(Natural-language object grounding data)
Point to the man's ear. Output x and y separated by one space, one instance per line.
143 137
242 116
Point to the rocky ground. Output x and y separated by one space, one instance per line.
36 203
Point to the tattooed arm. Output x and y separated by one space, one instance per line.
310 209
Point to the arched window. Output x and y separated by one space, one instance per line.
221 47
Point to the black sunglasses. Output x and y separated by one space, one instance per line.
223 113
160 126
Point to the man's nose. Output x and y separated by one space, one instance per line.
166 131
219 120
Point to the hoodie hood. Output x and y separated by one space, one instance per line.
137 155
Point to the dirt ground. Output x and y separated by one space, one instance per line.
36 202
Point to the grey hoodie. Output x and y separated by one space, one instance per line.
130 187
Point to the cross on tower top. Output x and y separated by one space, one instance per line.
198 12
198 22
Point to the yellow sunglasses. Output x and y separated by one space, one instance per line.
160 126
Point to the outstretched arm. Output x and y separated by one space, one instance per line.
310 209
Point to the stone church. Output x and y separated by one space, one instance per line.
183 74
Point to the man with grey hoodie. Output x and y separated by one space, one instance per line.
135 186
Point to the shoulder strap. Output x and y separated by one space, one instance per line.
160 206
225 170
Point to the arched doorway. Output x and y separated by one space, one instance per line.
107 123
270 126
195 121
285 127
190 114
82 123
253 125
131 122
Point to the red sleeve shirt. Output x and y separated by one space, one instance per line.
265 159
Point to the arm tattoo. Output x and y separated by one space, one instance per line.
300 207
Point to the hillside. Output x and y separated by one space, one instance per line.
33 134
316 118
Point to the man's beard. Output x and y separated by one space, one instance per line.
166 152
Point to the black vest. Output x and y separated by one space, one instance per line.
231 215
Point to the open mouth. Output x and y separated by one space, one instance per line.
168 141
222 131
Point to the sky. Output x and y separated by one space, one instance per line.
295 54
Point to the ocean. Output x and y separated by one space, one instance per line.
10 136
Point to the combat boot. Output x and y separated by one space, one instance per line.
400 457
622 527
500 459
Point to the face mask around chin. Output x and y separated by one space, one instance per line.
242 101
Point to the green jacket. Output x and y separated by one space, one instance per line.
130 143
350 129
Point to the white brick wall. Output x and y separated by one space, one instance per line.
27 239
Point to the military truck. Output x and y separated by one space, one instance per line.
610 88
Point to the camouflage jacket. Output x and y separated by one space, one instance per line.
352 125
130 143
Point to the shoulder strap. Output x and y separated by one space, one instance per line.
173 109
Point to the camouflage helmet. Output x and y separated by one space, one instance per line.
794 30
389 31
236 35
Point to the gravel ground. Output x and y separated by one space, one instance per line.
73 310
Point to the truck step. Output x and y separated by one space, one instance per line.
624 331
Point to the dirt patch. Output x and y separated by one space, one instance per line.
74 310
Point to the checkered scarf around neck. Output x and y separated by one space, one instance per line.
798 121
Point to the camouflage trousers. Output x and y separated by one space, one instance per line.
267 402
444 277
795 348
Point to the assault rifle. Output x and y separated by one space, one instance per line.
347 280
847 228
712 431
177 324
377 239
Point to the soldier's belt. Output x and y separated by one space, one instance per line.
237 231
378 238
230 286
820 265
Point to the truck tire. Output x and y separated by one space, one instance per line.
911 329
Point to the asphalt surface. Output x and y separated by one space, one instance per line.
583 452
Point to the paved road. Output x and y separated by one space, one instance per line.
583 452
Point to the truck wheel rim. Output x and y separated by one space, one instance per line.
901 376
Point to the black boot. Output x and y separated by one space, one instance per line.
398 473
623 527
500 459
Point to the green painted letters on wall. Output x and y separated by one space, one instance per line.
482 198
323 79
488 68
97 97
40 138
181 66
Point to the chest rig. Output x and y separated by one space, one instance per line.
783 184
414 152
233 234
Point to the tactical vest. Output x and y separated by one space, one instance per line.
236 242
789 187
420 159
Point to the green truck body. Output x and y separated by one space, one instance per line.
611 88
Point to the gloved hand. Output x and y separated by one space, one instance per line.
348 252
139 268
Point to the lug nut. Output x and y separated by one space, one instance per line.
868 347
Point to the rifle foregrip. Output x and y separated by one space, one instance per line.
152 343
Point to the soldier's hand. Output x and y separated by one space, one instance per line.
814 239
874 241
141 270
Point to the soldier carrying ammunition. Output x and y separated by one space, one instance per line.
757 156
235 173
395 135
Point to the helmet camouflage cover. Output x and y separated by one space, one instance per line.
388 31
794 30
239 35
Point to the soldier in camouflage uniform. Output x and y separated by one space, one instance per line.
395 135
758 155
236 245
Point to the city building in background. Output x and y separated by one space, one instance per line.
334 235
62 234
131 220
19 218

• **WHAT YOU NEED TO DO**: Write out every entry above exactly as given.

• **REPLY**:
Point to the man's ear. Output x and y separated by one space, one instance per line.
143 137
242 116
Point to the rocky ground. Output x and y separated by one space, one instance per line.
36 203
Point to the tattooed arm. Output x and y separated by one space, one instance per line.
310 209
Point to the arched window. Output x and y separated by one space, one instance per line.
221 47
Point to the black sunglasses. Output x and y separated by one space, one instance per line.
223 113
160 126
Point to the man's nose. Output x and y separated by one space, one instance per line.
166 131
219 120
Point to the hoodie hood. Output x and y separated by one space, one instance per line.
137 155
Point to the dirt ground. Output x and y separated by one space, one instance per line.
36 202
Point to the grey hoodie. Output x and y separated by one space, one instance per line.
130 187
Point to the cross on tower top. Output x and y separated by one space, one instance per line.
198 12
198 22
Point to the yellow sunglasses. Output x and y separated by one space, one instance per line.
160 126
Point to the outstretched arm. Output x and y separated by one space, one instance per line.
310 209
Point to the stone church. Output x and y separated by one space, one instance per line.
183 74
Point to the man with grey hoodie. Output x and y separated by one space, one instance per line.
135 186
Point to the shoulder strap. Output x and y separated by one space, one instance per line.
160 206
225 170
Point to the arched doorway. Output x and y separated by one space, one instance per line.
107 123
270 126
195 121
285 127
190 114
82 123
253 125
131 122
Point to the red sleeve shirt. Output x and y separated by one space, one instance per line.
265 159
Point to the arm tattoo. Output x and y separated by one space, one instance per line.
300 207
Point to the hillside. Output x and y separated by one space, one instance per line.
33 134
316 118
Point to the man's beard. Output x and y separated by one space, one instance per line.
166 152
Point to the black vest. Output x and y separated by one space, one instance per line.
231 215
Point to the open mouth. Output x and y separated by one space, one instance per line.
168 141
222 131
Point to the sky. Output x and y separated by one space, one instance per line.
295 54
Point to the ocean. Output x and y separated by one space, one instance per line.
10 136
Point to the combat boot. Output x and y separated by one space, one instance per line.
400 457
622 527
500 459
Point to the face mask around chin. Output x and y separated by one space, one instance per line.
242 101
Point to the green jacket. Output x and y separated by one space, one instance per line.
130 143
350 129
Point to the white brick wall. Output x and y separated by one space, one instance per line.
27 239
Point to the military truck. Output x and y separated by one space, one instance per line.
610 88
Point to the camouflage jacket. Output x and y separated by one space, one instance per line.
352 125
130 143
Point to the shoulder strap. Output x and y separated by one space, one instance per line.
173 109
Point to the camouflage helmet. Output x and y separated by one space, one instance per line.
794 30
389 31
236 35
Point to the gravel ground. Output x and y separated by one space, one instance per line.
73 310
Point to the truck step. Output x and y separated by one space, one instance per line.
624 331
Point to the dirt patch. Output x and y separated by one space, one instance per line.
74 310
Point to the checkered scarf around neck. Output x and y separated by one space, one instance per line.
798 121
Point to the camouflage trousers. Output x and y separated by one space, one instance per line.
267 402
444 277
795 348
Point to the assault rifle. Output x and y separated by one space, one instance per line.
347 280
847 228
712 431
177 324
377 239
Point to the soldier's belt. Output x and y separated by one space, one instance per line.
237 231
378 238
230 286
820 265
Point to the truck tire. Output x and y separated by one space, one instance per line.
911 329
Point to the asphalt surface. Output x and y separated by one space, one instance per line.
583 452
Point to the paved road. Output x and y separated by one space, one instance per line.
583 452
Point to the truck wheel rim. Output x and y separated by one space, one instance per line.
901 376
Point to the black boot. Output x and y separated by one space, one instance per line.
398 473
623 527
500 459
Point to the green painted letters on wall. Output x and y separated by one space, one instance per line.
482 198
323 79
488 68
97 97
40 138
181 66
Point to the chest rig. Output x and y separated by one space, one instance per line.
783 184
414 152
233 234
Point to the tactical vest. Output x and y separated by one space, one instance per line.
236 242
789 187
420 159
Point to the green truck body. Output x and y separated by one space, one instance per line.
611 88
Point to the gloved hand. Output x and y separated by one space, one instance per line.
348 252
139 268
Point to the lug nut. Output x and y separated by one space, one instance per line.
868 347
Point to the rifle foregrip. Output x and y separated by one space, one instance per line.
152 343
Point to the soldier's hand. Output x and y separated by one space, one instance per line.
814 239
874 241
141 270
Point to the soldier carrying ammunition. Output x and y separated by one space, one instance per line.
757 156
235 173
395 135
Point to the helmet camouflage cover. Output x and y separated by one space, one instance per line.
388 31
794 30
239 35
Point to the soldier in camouflage uniform. Output x and y separated by one space, one instance per line.
395 135
758 155
236 245
Point to the city building in background. Output x and y separated by one space, one instance per line.
334 235
62 234
131 220
19 218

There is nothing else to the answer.